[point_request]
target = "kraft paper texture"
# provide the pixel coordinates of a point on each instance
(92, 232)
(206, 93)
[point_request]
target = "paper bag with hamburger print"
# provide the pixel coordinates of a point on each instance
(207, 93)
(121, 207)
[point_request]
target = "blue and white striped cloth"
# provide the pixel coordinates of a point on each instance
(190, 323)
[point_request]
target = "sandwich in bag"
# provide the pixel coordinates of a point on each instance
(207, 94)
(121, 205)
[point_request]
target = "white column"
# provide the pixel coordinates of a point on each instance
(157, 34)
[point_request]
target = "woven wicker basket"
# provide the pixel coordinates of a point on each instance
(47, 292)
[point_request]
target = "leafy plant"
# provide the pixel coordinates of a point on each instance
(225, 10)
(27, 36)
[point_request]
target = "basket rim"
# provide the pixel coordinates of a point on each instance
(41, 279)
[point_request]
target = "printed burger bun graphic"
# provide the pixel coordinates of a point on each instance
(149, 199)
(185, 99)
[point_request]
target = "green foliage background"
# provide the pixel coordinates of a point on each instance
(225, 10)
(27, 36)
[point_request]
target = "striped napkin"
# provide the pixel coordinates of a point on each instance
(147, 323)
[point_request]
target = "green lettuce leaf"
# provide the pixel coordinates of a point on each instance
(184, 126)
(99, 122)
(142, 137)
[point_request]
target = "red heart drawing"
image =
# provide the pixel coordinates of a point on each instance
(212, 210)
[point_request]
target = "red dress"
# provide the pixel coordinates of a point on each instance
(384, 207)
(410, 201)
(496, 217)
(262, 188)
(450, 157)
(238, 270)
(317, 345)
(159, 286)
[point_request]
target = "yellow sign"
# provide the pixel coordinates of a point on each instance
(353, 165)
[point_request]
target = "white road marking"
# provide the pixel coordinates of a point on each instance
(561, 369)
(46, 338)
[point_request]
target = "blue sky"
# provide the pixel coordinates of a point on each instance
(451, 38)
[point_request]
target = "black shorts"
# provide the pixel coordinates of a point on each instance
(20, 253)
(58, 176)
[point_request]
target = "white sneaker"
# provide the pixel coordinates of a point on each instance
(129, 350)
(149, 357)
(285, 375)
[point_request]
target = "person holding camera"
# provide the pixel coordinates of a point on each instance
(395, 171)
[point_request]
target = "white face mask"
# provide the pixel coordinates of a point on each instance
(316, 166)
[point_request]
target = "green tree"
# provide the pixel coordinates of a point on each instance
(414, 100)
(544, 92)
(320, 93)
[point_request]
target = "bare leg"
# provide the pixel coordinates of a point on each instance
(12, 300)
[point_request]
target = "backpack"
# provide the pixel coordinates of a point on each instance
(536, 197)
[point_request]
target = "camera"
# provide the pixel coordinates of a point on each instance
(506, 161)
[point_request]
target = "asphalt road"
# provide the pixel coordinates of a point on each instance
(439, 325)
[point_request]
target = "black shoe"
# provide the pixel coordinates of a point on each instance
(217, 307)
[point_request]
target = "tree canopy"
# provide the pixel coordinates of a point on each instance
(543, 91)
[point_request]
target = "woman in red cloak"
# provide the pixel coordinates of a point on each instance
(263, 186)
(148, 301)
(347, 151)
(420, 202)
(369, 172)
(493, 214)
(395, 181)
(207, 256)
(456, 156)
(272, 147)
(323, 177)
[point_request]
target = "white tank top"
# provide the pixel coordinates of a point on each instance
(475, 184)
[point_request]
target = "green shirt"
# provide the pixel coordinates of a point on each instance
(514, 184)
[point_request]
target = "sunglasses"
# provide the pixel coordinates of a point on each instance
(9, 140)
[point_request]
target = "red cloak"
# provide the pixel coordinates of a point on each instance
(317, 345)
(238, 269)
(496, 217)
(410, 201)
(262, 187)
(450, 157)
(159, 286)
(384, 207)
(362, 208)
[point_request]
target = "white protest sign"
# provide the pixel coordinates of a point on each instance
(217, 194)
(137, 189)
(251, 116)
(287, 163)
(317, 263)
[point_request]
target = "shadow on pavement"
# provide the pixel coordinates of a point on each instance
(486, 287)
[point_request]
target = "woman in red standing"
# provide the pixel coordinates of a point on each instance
+++
## WHAT TO DO:
Copy the records above. Keep every word as it is.

## EXERCISE SOLUTION:
[point_request]
target = "kraft paper texture"
# provide the pixel coordinates of a point on each instance
(92, 232)
(206, 93)
[point_request]
target = "paper bag with hamburger print"
# provide the pixel coordinates of a point on each instance
(207, 93)
(121, 207)
[point_request]
target = "blue and white striped cloth"
# provide the pixel coordinates of a point on each instance
(190, 323)
[point_request]
target = "sandwich in bag"
# provide the pixel coordinates of a point on each instance
(207, 94)
(121, 205)
[point_request]
target = "white column"
# provide the pixel coordinates of a point on each instance
(157, 34)
[point_request]
target = "woven wicker basket"
# provide the pixel coordinates of a point on each instance
(47, 292)
[point_request]
target = "leafy plant"
# provide the pixel coordinates of a point on each instance
(225, 10)
(27, 36)
[point_request]
target = "basket rim"
# provide the pixel coordinates of a point on each instance
(41, 279)
[point_request]
target = "printed burger bun graphic"
# provide the pixel coordinates of a point on each instance
(149, 199)
(185, 99)
[point_request]
target = "green foliage background"
# provide the pixel coordinates of a point on each instance
(225, 10)
(27, 36)
[point_request]
target = "striped napkin"
# provide the pixel coordinates of a point on each instance
(147, 323)
[point_request]
target = "green lettuce leaf"
# provide the pixel coordinates of a point on each instance
(184, 126)
(99, 122)
(142, 137)
[point_request]
target = "red heart drawing"
image =
# provide the pixel coordinates of a point on each instance
(212, 210)
[point_request]
target = "red dress"
# provide the pixel coordinates of a point on each instance
(384, 207)
(410, 201)
(496, 217)
(262, 188)
(450, 157)
(238, 270)
(317, 345)
(159, 286)
[point_request]
target = "yellow sign"
# provide the pixel coordinates of a point on each instance
(353, 165)
[point_request]
target = "white road marking"
# provide the pixel coordinates of a point on each instance
(561, 369)
(46, 338)
[point_request]
target = "blue sky"
# provide the pixel coordinates of a point on each instance
(451, 38)
[point_request]
target = "black shorts"
# provide the pixel coordinates of a point on each instance
(20, 253)
(58, 176)
[point_request]
target = "white sneaker"
# provide the pixel coordinates of a point on each instance
(129, 350)
(149, 357)
(285, 375)
[point_request]
target = "person holding camera"
# provide the pixel coordinates of a point on each instance
(395, 171)
[point_request]
target = "white face mask"
# provide the pixel coordinates of a point on each instance
(316, 166)
[point_request]
target = "green tree"
# provide the pixel coordinates of a point on each instance
(414, 100)
(544, 92)
(320, 93)
[point_request]
target = "bare leg"
# provide the pixel coordinates of a point on each instance
(12, 300)
[point_request]
target = "backpack"
# provide the pixel coordinates of a point on each instance
(536, 197)
[point_request]
target = "camera"
# provide the pixel coordinates of a point on each instance
(506, 161)
[point_request]
target = "asphalt road"
# provide the pixel coordinates of a point on each instance
(439, 325)
[point_request]
target = "black shoe"
# provide the pixel coordinates of a point on each instance
(217, 307)
[point_request]
target = "tree canopy"
# provide the pixel coordinates of a point on each instance
(543, 91)
[point_request]
target = "woman in red cloak"
# provide the pixel coordinates of a point on each instance
(263, 186)
(148, 301)
(347, 151)
(420, 202)
(369, 172)
(493, 214)
(395, 181)
(207, 256)
(456, 156)
(272, 147)
(323, 177)
[point_request]
target = "white tank top"
# provide the pixel coordinates of a point on each instance
(475, 184)
[point_request]
target = "green shirt"
# provide the pixel coordinates of a point on each instance
(514, 184)
[point_request]
target = "sunglasses"
# provide the pixel coordinates of a point on each instance
(9, 140)
[point_request]
target = "red cloak"
# provide the pixel coordinates of a point on each instance
(317, 345)
(238, 269)
(496, 217)
(410, 201)
(262, 187)
(450, 157)
(159, 286)
(384, 207)
(362, 208)
[point_request]
target = "white protest sign"
# provide the pixel coordinates of a point on each instance
(217, 194)
(137, 189)
(251, 116)
(287, 163)
(317, 263)
[point_request]
target = "shadow on pavement"
# provide the pixel coordinates of a point on each instance
(486, 287)
[point_request]
target = "woman in red standing"
# provide the pixel coordinates of a point on each instance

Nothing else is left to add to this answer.